## What the task requires
Arrange every line of the records below as a numbered list, skipping any blank lines. Leave the pictures out.

======== Listing

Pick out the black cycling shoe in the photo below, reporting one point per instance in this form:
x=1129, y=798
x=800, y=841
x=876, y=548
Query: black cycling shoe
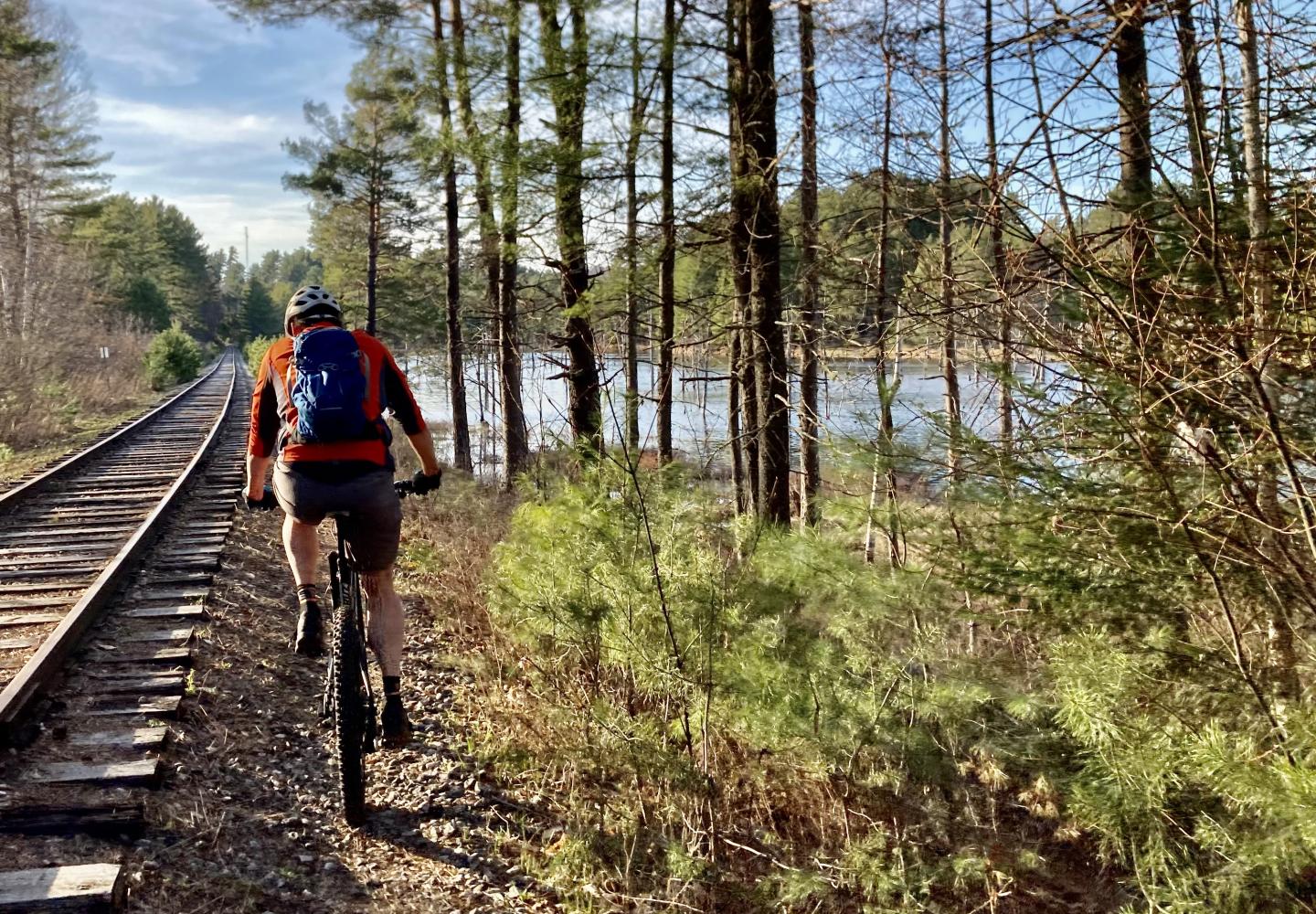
x=397, y=728
x=311, y=642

================

## The answer
1. Pick out the black cycling shoe in the photo below, reporting one point per instance in this form:
2. x=1129, y=798
3. x=800, y=841
4. x=876, y=548
5. Query: black cycling shoe
6. x=397, y=728
7. x=311, y=642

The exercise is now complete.